┏━━

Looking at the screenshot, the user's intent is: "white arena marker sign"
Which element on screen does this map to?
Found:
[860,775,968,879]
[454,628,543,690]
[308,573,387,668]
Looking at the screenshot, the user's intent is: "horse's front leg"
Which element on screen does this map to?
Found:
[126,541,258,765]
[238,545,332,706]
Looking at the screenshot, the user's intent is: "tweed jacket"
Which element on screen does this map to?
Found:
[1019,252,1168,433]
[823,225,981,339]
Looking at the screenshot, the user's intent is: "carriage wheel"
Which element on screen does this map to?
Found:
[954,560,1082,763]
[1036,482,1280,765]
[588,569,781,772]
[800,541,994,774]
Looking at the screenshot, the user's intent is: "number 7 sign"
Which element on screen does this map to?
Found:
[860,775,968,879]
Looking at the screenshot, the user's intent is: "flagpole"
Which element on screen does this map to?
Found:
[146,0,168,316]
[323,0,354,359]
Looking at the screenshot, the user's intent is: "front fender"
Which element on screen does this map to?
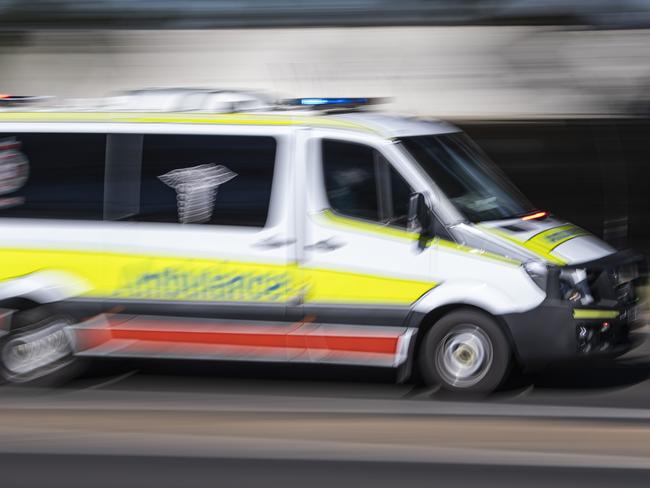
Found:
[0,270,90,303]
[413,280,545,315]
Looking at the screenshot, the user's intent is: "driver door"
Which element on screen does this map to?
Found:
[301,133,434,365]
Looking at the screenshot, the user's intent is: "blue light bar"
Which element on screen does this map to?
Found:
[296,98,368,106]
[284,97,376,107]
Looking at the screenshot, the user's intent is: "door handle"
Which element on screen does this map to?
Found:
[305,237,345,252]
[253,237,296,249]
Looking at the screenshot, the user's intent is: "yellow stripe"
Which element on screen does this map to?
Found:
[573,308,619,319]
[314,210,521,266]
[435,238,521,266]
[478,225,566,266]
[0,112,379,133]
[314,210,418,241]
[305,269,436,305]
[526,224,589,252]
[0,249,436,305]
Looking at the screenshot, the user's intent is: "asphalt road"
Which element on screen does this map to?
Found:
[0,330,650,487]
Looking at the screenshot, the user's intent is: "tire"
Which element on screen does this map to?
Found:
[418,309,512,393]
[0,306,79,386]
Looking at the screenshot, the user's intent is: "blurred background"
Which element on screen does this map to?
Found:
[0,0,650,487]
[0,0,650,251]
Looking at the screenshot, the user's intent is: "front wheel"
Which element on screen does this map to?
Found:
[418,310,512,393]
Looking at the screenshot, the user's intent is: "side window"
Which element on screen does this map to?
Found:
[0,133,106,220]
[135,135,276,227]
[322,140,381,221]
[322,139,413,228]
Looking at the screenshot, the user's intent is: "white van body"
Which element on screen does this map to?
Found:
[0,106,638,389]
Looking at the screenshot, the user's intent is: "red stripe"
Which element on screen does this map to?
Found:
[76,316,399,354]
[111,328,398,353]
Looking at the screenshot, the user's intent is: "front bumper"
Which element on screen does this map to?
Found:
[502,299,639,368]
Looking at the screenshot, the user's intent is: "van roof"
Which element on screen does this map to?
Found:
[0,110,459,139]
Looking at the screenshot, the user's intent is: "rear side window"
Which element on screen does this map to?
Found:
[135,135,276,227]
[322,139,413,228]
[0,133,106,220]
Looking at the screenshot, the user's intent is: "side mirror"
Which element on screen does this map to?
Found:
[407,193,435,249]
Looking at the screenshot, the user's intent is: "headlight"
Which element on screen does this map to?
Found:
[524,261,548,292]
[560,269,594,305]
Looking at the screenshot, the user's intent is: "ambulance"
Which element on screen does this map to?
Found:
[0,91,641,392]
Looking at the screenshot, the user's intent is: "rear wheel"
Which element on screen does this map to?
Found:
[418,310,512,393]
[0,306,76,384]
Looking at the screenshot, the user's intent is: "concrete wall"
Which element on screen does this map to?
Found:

┗━━

• [Problem statement]: Copy all of the data above word for word, leaving out the pictures.

• [Exercise output]:
Looking at the screenshot, the user's intent is: "white arena marker sign"
Which element on screen does this map to?
Found:
[860,775,968,879]
[454,628,543,690]
[308,573,387,668]
Looking at the screenshot, the user's intent is: "horse's front leg"
Which element on screen does this map to?
Found:
[126,541,258,765]
[238,545,332,706]
Looking at the screenshot, the user's intent is: "tweed jacket"
Which element on screen does this map to?
Found:
[1019,252,1168,433]
[823,225,981,339]
Looking at the screenshot, the user's intent is: "carriage wheel"
Which element on screen does this map to?
Found:
[954,560,1082,763]
[1036,482,1280,765]
[588,569,781,772]
[800,541,994,774]
Looking at the screenshot, the user's intent is: "number 7 sign"
Which element on screen does this map to?
Found:
[860,775,968,879]
Looking at the screenshot, the user's intent is: "flagpole"
Which element on screen does this map to?
Found:
[146,0,168,316]
[323,0,354,359]
Looking at the screenshot, the user's intent is: "front fender"
Which element on screen does this map to?
Found:
[0,270,90,303]
[413,280,545,315]
Looking at the screenshot, the user's intent is: "driver door"
Which element on screen does this map to?
Found:
[301,133,434,365]
Looking at the screenshot, the user's intent is: "blue light bar"
Which element on screen does this map to?
Found:
[296,98,368,106]
[284,97,376,107]
Looking at the screenshot, the user's intent is: "door handle"
Which element on screen does this map to?
Found:
[305,237,345,252]
[253,237,296,249]
Looking at the screenshot, the user's intent is: "yellow stripe"
Which element on screen does this map to?
Found:
[573,308,619,319]
[314,210,521,266]
[435,238,521,266]
[478,225,566,266]
[0,112,379,133]
[314,210,418,241]
[305,269,436,305]
[526,224,589,252]
[0,249,436,305]
Looking at the screenshot, the user's intent is: "asphalt road"
Which element on screen does this map to?
Found:
[0,330,650,487]
Looking at the screenshot, the user's intent is: "tire"
Which element on screen does this map to?
Found:
[418,309,512,393]
[0,306,79,386]
Looking at the screenshot, the user's intent is: "blurred background"
Which element on screen does this map to?
Found:
[0,0,650,487]
[0,0,650,251]
Looking at the screenshot, the user's intent is: "front wheel"
Which element on screen does this map to?
Found:
[418,310,512,393]
Looking at the screenshot, the user's intent is: "side window"
Which element on screen does this map to?
Found:
[0,133,106,220]
[135,135,276,227]
[322,140,381,221]
[322,139,413,228]
Looking at the screenshot, the user's intent is: "white van body"
Which element on screen does this map to?
Found:
[0,106,638,389]
Looking at the screenshot, the user's intent is: "red stripe"
Which element on screen does this map to?
Found:
[76,316,399,354]
[111,328,398,353]
Looking at the screenshot, the user's intent is: "front bumper"
Which element on screen does this map to?
Found:
[502,299,639,368]
Looking at the screenshot, the user's intent is: "van roof"
Which element on screen does this map to?
Found:
[0,110,459,139]
Looking at the screenshot, the user's intent is: "rear side window"
Which element on screen does this map to?
Found:
[135,135,276,227]
[322,139,413,228]
[0,133,106,220]
Looking at the screenshot, the user's intent is: "side mirror"
Which element on screen does this map to?
Found:
[407,193,435,249]
Looking at the screenshot, the user's intent is: "headlight"
Which element on screen does this map to?
Found:
[524,261,548,292]
[560,269,594,305]
Looking at the screenshot, the user's intent is: "ambulance"
Which element on screen does this map to?
Found:
[0,91,641,392]
Looking at the screenshot, the user's intent is: "rear wheel"
Which element on screen does this map to?
Found:
[418,310,512,393]
[0,306,76,384]
Looking at the screenshot, the user's intent is: "concrete wall"
Which element on screen does this map to?
Found:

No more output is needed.